Vespula austriaca is an obligate parasitic wasp, parasitizing the nests of other species in the genus Vespula in the Old World. Its common host species include V. rufa in Europe, Japan, and East Siberia.V. austriaca wasps pollinate orchids.

In some literature, V. austriaca is mentioned under the common name "Cuckoo wasp", but this should not be confused with the family Chrysididae, which have the same common name.

==Taxonomy and phylogeny==
Vespula austriaca is a member of the family Vespidae. The genera Vespula and Dolichovespula are thought to be closely related and are considered sister groups. Their similarities include absences of strong seta on third segment of labial palpus, smaller scutal lamella, and a characteristic twisted pedicel in embryonic nests.

The Nearctic population formerly considered as belonging to V. austriaca has been recognized as a separate species, Vespula infernalis.

==Description and identification==
Vespula austriaca is an obligate social parasite, and is quite similar in appearance to other Vespula species.

The male abdomen is longer with thick lateral black bands while the female abdomen is wider with fewer lateral black bands and black dots.

==Distribution and habitat==
Vespula austriaca is found in the Palearctic region, from Europe to Kamchatka, Japan, northwest China, Turkey, northern Pakistan, and northern India. In Europe, V. austriaca is most common in Ireland and Scotland.

As an obligate parasite, these wasps do not build their nests. As a result, the queens hibernate longer than their host queens. This ensures that the nests will be ready when they leave their hibernation spots.

####

--- PROBLEMS TO WORK ON ---
- 1) From the passage on Vespula austriaca, list the similarities shared by the genera Vespula and Dolichovespula.
- 2) Write out the part of the passage on Vespula austriaca that begins with "The male abdomen" and ends with "Ireland and Scotland.".

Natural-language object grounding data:
####

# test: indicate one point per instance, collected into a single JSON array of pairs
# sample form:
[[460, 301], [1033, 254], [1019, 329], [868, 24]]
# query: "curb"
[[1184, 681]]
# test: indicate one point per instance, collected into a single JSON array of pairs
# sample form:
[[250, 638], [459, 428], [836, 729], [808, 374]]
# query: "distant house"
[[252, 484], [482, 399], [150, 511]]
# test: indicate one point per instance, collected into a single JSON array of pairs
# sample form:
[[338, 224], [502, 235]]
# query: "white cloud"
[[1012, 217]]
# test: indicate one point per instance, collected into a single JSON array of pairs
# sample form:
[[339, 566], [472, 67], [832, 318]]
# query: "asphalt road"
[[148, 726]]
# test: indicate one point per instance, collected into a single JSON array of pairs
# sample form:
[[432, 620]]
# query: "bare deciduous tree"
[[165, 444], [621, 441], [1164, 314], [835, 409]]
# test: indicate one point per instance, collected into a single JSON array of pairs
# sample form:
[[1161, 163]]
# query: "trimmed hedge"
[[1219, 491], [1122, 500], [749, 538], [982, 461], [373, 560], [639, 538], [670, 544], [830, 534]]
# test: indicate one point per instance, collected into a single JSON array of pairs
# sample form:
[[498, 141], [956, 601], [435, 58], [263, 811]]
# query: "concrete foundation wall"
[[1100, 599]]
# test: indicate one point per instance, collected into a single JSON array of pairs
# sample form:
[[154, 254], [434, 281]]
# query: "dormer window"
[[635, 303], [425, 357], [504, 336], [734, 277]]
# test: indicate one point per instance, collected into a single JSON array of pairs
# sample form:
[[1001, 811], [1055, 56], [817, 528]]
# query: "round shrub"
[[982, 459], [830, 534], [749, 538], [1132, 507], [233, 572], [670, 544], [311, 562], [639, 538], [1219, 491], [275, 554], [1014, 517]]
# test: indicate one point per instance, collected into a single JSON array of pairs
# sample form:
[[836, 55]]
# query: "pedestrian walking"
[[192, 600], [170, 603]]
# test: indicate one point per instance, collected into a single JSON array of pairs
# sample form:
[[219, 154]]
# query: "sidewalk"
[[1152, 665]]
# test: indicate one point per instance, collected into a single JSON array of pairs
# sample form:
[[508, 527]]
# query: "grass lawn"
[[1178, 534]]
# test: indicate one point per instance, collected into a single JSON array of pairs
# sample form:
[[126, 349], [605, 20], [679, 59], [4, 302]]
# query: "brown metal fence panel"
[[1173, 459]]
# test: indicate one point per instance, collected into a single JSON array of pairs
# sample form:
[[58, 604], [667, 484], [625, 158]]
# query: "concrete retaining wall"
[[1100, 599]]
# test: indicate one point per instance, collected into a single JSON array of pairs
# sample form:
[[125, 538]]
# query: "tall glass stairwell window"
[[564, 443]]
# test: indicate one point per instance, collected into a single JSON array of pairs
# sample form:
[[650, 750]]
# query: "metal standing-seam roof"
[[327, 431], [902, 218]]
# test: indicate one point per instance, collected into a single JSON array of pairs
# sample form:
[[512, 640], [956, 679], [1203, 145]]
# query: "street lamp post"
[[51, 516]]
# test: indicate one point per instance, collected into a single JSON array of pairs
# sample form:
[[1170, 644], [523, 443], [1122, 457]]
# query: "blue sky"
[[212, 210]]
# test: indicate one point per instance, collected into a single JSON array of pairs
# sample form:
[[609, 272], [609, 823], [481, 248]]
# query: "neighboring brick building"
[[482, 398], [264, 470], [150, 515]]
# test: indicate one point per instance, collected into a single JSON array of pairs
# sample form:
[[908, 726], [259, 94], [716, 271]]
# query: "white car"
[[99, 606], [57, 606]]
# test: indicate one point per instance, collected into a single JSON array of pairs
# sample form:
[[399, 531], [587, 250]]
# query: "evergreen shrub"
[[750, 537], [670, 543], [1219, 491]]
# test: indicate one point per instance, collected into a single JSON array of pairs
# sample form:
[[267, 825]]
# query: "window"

####

--- SOLUTION SET ---
- 1)
- Absence of strong seta on the third segment of the labial palpus
- Smaller scutal lamella
- A characteristic twisted pedicel in embryonic nests

- 2)
The male abdomen is longer with thick lateral black bands while the female abdomen is wider with fewer lateral black bands and black dots.

==Distribution and habitat==
Vespula austriaca is found in the Palearctic region, from Europe to Kamchatka, Japan, northwest China, Turkey, northern Pakistan, and northern India. In Europe, V. austriaca is most common in Ireland and Scotland.